PASSAGE SHOWN:
+ + + + +
(Bloomberg) — China’s Contemporary Amperex Technology Co. Ltd., the world’s biggest maker of batteries for electric vehicles, is considering sites across North America for a massive $5 billion plant to supply customers including Tesla Inc.
The company aims to build a factory capable of producing as much as 80 gigawatt-hours of batteries a year, according to people familiar with the matter. The facility would eventually employ as many as 10,000 workers, said the people, who asked not to be named discussing private information.
Executives from CATL flew to Mexico earlier this month for meetings, the people said. The company is also considering sites in the U.S. and Canada, but has concerns over the availability of labor and other trade issues.
A spokesman for CATL in China declined to comment on the expansion into North America, the planned investment and evaluation of sites.
Backed by China’s strategic push into electric cars, CATL is riding a boom in demand for EVs as countries work to reduce carbon emissions and consumers embrace cleaner cars. The company, which completed an initial public offering in 2018, has about a 30% share of the global EV battery market.
Read more: The Breakneck Rise of China’s Colossus of Electric-Car Batteries
A manufacturing footprint in North America will be crucial for Ningde, Fujian-based CATL to avoid costly trade tariffs while supplying Tesla and other automakers. The company has used its massive scale in China, which has the most cell manufacturing and metal refining capacity in the world, to lower costs for customers globally while spending heavily on research and development.
+ + + + +
GIVEN DATA:
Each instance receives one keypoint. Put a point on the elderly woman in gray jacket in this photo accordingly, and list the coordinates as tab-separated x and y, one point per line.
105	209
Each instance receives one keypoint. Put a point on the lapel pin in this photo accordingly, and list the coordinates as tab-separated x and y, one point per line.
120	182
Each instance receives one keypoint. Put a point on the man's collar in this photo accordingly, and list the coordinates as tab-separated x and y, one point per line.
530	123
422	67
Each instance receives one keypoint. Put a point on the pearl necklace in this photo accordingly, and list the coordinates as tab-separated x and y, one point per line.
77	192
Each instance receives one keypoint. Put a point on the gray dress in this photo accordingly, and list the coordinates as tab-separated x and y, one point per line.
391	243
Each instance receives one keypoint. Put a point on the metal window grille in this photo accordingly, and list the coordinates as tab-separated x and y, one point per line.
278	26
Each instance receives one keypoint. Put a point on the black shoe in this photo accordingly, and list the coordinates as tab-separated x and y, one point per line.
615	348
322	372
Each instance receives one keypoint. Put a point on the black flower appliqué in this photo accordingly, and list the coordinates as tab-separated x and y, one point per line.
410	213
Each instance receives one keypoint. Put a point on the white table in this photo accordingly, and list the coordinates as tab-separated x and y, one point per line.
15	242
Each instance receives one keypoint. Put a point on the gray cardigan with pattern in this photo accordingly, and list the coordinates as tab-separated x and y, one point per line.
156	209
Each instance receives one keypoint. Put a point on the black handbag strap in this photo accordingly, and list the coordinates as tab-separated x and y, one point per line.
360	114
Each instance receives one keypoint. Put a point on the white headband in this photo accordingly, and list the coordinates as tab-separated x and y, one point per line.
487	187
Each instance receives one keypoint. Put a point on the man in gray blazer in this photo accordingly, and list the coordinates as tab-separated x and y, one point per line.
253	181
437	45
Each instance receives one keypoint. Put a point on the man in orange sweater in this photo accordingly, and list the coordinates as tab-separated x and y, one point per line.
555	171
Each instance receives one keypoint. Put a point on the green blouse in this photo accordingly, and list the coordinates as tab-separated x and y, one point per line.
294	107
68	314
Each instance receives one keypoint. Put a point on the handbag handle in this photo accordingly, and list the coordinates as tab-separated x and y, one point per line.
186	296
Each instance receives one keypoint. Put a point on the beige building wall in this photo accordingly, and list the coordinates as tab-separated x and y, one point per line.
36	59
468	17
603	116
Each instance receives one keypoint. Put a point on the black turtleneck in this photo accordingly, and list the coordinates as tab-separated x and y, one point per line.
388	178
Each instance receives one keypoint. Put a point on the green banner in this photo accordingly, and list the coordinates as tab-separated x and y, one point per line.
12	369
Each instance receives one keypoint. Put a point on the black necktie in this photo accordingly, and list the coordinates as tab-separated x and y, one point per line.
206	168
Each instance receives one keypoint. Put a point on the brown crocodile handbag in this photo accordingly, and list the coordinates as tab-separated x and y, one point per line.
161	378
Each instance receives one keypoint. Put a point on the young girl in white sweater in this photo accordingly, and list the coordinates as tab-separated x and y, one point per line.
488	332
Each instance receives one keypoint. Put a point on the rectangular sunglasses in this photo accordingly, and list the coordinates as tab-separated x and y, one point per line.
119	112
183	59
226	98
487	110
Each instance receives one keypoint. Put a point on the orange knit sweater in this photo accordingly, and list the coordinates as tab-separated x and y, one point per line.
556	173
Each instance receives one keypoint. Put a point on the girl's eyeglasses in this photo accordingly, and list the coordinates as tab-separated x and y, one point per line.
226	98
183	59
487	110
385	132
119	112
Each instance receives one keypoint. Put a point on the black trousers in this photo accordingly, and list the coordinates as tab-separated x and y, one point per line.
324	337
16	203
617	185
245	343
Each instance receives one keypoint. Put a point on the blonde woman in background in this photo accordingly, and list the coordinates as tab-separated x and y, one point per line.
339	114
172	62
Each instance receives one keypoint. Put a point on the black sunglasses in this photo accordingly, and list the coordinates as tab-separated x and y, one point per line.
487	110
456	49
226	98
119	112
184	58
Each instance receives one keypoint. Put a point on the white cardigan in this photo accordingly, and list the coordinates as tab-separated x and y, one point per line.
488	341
+ + + + +
ASSIGNMENT 1:
For each statement, (a), (b) and (c), say whether it agrees with the article on CATL's North American plant. Answer yes or no, and quote the deciding words of the article exactly. (a) The planned facility would eventually employ as many as 10,000 workers. (b) A CATL spokesman confirmed the planned investment. (c) CATL completed an initial public offering in 2018.
ASSIGNMENT 2:
Reproduce a section of the article on CATL's North American plant word for word. Start at the words "Executives from CATL" and end after the words "evaluation of sites.".

FINAL ANSWER 1:
(a) Yes: "The facility would eventually employ as many as 10,000 workers"
(b) No: "A spokesman for CATL in China declined to comment on the expansion into North America, the planned investment and evaluation of sites."
(c) Yes: "The company, which completed an initial public offering in 2018"

FINAL ANSWER 2:
Executives from CATL flew to Mexico earlier this month for meetings, the people said. The company is also considering sites in the U.S. and Canada, but has concerns over the availability of labor and other trade issues.
A spokesman for CATL in China declined to comment on the expansion into North America, the planned investment and evaluation of sites.